### Exercise objective
Recast every line of the rows below as a Markdown table with two columns, Num for the line number and Text for the line itself. Leave out any blank lines.

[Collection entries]

*****

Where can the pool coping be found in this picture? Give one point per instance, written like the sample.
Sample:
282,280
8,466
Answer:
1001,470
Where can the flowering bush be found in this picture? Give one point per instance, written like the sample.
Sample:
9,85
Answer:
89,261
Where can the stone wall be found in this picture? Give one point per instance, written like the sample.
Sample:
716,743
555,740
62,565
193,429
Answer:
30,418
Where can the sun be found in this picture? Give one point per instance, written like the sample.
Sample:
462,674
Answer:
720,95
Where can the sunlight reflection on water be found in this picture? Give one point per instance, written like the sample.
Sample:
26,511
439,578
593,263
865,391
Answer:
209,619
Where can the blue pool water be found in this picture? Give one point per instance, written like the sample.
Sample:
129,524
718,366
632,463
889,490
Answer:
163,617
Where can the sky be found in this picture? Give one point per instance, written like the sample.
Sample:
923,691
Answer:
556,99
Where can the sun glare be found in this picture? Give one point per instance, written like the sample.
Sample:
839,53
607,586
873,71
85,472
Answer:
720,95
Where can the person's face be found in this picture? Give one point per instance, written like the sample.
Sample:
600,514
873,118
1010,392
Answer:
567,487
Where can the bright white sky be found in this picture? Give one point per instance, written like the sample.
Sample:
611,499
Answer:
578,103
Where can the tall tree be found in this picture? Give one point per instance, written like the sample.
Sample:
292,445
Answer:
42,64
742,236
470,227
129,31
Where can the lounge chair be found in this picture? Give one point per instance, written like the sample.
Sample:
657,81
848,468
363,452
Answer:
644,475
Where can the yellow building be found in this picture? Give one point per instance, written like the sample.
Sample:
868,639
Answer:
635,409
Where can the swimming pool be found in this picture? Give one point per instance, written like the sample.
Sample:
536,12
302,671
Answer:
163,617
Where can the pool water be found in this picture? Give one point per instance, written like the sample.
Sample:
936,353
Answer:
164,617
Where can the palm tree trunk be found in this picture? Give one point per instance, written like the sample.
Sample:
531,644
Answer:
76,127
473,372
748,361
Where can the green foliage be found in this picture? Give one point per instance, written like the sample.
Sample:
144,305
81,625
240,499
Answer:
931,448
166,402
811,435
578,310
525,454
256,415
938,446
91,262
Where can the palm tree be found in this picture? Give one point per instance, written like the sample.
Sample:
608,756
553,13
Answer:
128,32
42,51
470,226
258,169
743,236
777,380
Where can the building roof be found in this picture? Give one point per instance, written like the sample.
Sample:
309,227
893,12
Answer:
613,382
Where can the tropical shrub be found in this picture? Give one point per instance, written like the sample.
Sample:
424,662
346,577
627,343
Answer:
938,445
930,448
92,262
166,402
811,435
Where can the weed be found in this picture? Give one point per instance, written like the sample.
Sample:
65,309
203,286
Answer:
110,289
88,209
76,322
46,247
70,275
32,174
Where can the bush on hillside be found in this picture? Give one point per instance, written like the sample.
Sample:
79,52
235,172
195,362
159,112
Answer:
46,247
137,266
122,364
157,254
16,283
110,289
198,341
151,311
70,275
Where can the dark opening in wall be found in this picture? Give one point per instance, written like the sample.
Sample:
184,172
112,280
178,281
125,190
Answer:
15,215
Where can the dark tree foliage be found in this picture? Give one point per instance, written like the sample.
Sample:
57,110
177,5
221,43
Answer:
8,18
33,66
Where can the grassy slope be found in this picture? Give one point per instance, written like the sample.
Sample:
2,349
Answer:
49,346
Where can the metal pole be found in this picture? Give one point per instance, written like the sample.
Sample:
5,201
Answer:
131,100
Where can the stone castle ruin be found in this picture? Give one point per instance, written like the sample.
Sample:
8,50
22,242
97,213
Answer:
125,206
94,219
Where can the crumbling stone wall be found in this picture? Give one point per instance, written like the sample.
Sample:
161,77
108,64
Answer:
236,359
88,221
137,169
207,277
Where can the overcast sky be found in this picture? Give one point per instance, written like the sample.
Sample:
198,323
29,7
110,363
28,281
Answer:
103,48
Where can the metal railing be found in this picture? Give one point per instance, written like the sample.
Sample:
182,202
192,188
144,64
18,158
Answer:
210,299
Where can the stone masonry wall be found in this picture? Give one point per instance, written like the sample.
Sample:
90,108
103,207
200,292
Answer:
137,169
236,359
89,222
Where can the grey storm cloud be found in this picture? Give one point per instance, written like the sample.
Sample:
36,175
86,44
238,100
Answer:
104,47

*****

### Response
| Num | Text |
|---|---|
| 1 | Where can the pool coping be found in this picture? Give one point per instance, written like the sample. |
| 2 | Sample: |
| 3 | 282,280 |
| 4 | 8,466 |
| 5 | Answer: |
| 6 | 1001,470 |
| 7 | Where can the flowering bush be found in this picture? Give one point per instance, written like the sample. |
| 8 | Sample: |
| 9 | 9,85 |
| 10 | Answer: |
| 11 | 89,261 |
| 12 | Where can the stone wall be found in this picture? Give one point per instance, written like the sample. |
| 13 | Sample: |
| 14 | 716,743 |
| 15 | 555,740 |
| 16 | 62,565 |
| 17 | 193,429 |
| 18 | Answer: |
| 19 | 30,418 |
| 20 | Where can the sun be found in this picture? Give one point per instance, written like the sample. |
| 21 | Sample: |
| 22 | 462,674 |
| 23 | Answer: |
| 24 | 720,95 |
| 25 | Where can the sunlight reflection on water be found in this picture? Give one point per instance, written like the sample. |
| 26 | Sample: |
| 27 | 26,511 |
| 28 | 439,578 |
| 29 | 593,263 |
| 30 | 865,391 |
| 31 | Answer: |
| 32 | 209,619 |
| 33 | Where can the blue pool water be found in this picture? Give one point per instance, written like the sample. |
| 34 | Sample: |
| 35 | 129,524 |
| 36 | 718,366 |
| 37 | 632,463 |
| 38 | 889,490 |
| 39 | Answer: |
| 40 | 163,617 |
| 41 | Where can the sky be found in this picture? Give one point per instance, written like the sample. |
| 42 | Sample: |
| 43 | 923,691 |
| 44 | Answer: |
| 45 | 556,99 |
| 46 | Where can the sun glare be found in this picture? Give one point per instance, written like the sample. |
| 47 | Sample: |
| 48 | 839,53 |
| 49 | 607,586 |
| 50 | 873,71 |
| 51 | 85,472 |
| 52 | Answer: |
| 53 | 720,95 |
| 54 | Where can the person's face be found in this picture? Give one point per instance, written like the sample. |
| 55 | Sample: |
| 56 | 600,514 |
| 57 | 873,118 |
| 58 | 1010,392 |
| 59 | Answer: |
| 60 | 567,487 |
| 61 | Where can the bright white sky be found in this picture? Give one point per instance, written like the sample. |
| 62 | Sample: |
| 63 | 611,499 |
| 64 | Answer: |
| 65 | 578,103 |
| 66 | Where can the tall tree be found in this picture? Give one point per instance, written like the sample. |
| 67 | Sample: |
| 68 | 292,445 |
| 69 | Answer: |
| 70 | 42,64 |
| 71 | 742,236 |
| 72 | 470,227 |
| 73 | 129,31 |
| 74 | Where can the lounge chair be found in this picture? Give one point per instance, written like the sample. |
| 75 | Sample: |
| 76 | 657,81 |
| 77 | 848,468 |
| 78 | 363,452 |
| 79 | Answer: |
| 80 | 644,475 |
| 81 | Where can the yellow building be found in this picture? Give one point per instance, written like the sample. |
| 82 | Sample: |
| 83 | 868,639 |
| 84 | Answer: |
| 85 | 635,409 |
| 86 | Where can the swimming pool be found in this picture? Give one point per instance, written like the sample. |
| 87 | Sample: |
| 88 | 536,12 |
| 89 | 302,671 |
| 90 | Answer: |
| 91 | 163,617 |
| 92 | Where can the pool water be found in this picture? Give one point per instance, written like the sample. |
| 93 | Sample: |
| 94 | 936,353 |
| 95 | Answer: |
| 96 | 164,617 |
| 97 | Where can the palm tree trunk be found in this picture? Give one point per instance, written like the sample. |
| 98 | Sample: |
| 99 | 531,644 |
| 100 | Answer: |
| 101 | 76,127 |
| 102 | 473,372 |
| 103 | 748,361 |
| 104 | Where can the green foliage be found in this picture? Give one point per instance, written like the sample. |
| 105 | Sample: |
| 106 | 144,305 |
| 107 | 81,625 |
| 108 | 240,499 |
| 109 | Answer: |
| 110 | 931,448 |
| 111 | 166,402 |
| 112 | 811,435 |
| 113 | 578,310 |
| 114 | 525,454 |
| 115 | 256,415 |
| 116 | 938,446 |
| 117 | 91,262 |
| 118 | Where can the palm tree be found in this picture? Give one point per instance, written like the sample. |
| 119 | Sample: |
| 120 | 608,756 |
| 121 | 553,13 |
| 122 | Answer: |
| 123 | 128,32 |
| 124 | 42,51 |
| 125 | 470,226 |
| 126 | 258,169 |
| 127 | 743,236 |
| 128 | 777,380 |
| 129 | Where can the building roof be found in this picture? Give one point per instance, written like the sample. |
| 130 | Sample: |
| 131 | 309,227 |
| 132 | 893,12 |
| 133 | Answer: |
| 134 | 613,382 |
| 135 | Where can the tropical shrub be found in this picture? Give one point per instance, written like the sample. |
| 136 | Sample: |
| 137 | 424,662 |
| 138 | 346,577 |
| 139 | 627,343 |
| 140 | Answer: |
| 141 | 938,445 |
| 142 | 930,448 |
| 143 | 92,262 |
| 144 | 166,402 |
| 145 | 811,435 |
| 146 | Where can the weed be found in this picture? Give one point per instance, written like the sample. |
| 147 | Sample: |
| 148 | 65,309 |
| 149 | 203,286 |
| 150 | Answer: |
| 151 | 110,289 |
| 152 | 88,209 |
| 153 | 76,322 |
| 154 | 46,247 |
| 155 | 70,275 |
| 156 | 32,174 |
| 157 | Where can the bush on hillside be found in this picture? Give one point per instance, written like the sample. |
| 158 | Sample: |
| 159 | 79,52 |
| 160 | 235,172 |
| 161 | 195,362 |
| 162 | 159,112 |
| 163 | Answer: |
| 164 | 46,247 |
| 165 | 137,266 |
| 166 | 122,364 |
| 167 | 157,254 |
| 168 | 16,283 |
| 169 | 110,289 |
| 170 | 198,341 |
| 171 | 151,311 |
| 172 | 70,275 |
| 173 | Where can the dark opening in wall be found in this picture? Give one point per instance, written like the sample. |
| 174 | Sample: |
| 175 | 184,172 |
| 176 | 112,280 |
| 177 | 178,281 |
| 178 | 125,190 |
| 179 | Answer: |
| 180 | 15,215 |
| 181 | Where can the dark tree foliage be found in this picture? Give one point per instance, written like the sample. |
| 182 | Sample: |
| 183 | 57,110 |
| 184 | 177,5 |
| 185 | 221,43 |
| 186 | Answer: |
| 187 | 8,18 |
| 188 | 33,66 |
| 189 | Where can the grassy slope be found in this picture? Give one point per instance, written like the sample. |
| 190 | Sample: |
| 191 | 2,349 |
| 192 | Answer: |
| 193 | 49,346 |
| 194 | Where can the metal pole be found in this picture? Give one point per instance, written like the sample. |
| 195 | Sample: |
| 196 | 5,201 |
| 197 | Answer: |
| 198 | 131,100 |
| 199 | Where can the stone castle ruin be found in this picture? Give one point per instance, written like the sample. |
| 200 | Sample: |
| 201 | 8,50 |
| 202 | 22,242 |
| 203 | 97,213 |
| 204 | Answer: |
| 205 | 125,206 |
| 206 | 94,219 |
| 207 | Where can the crumbling stone wall be found in this picture? Give one point per instance, written like the sample. |
| 208 | Sample: |
| 209 | 161,77 |
| 210 | 108,64 |
| 211 | Answer: |
| 212 | 236,359 |
| 213 | 88,221 |
| 214 | 137,169 |
| 215 | 207,277 |
| 216 | Where can the overcast sky be found in this picture? Give one point per instance, written like the sample. |
| 217 | Sample: |
| 218 | 198,323 |
| 219 | 29,7 |
| 220 | 110,363 |
| 221 | 28,281 |
| 222 | Answer: |
| 223 | 103,48 |
| 224 | Where can the metal railing be found in this picture? Give one point per instance, written like the sample. |
| 225 | Sample: |
| 226 | 182,202 |
| 227 | 192,188 |
| 228 | 144,64 |
| 229 | 18,158 |
| 230 | Answer: |
| 231 | 210,299 |
| 232 | Where can the stone masonry wall be found in this picture? Give one point per instance, written like the sample. |
| 233 | Sample: |
| 234 | 90,108 |
| 235 | 103,207 |
| 236 | 200,292 |
| 237 | Answer: |
| 238 | 137,169 |
| 239 | 236,359 |
| 240 | 89,222 |
| 241 | Where can the grey storm cloud be found in this picture? Give one point per instance, written like the sample. |
| 242 | Sample: |
| 243 | 36,175 |
| 244 | 86,44 |
| 245 | 238,100 |
| 246 | Answer: |
| 247 | 104,47 |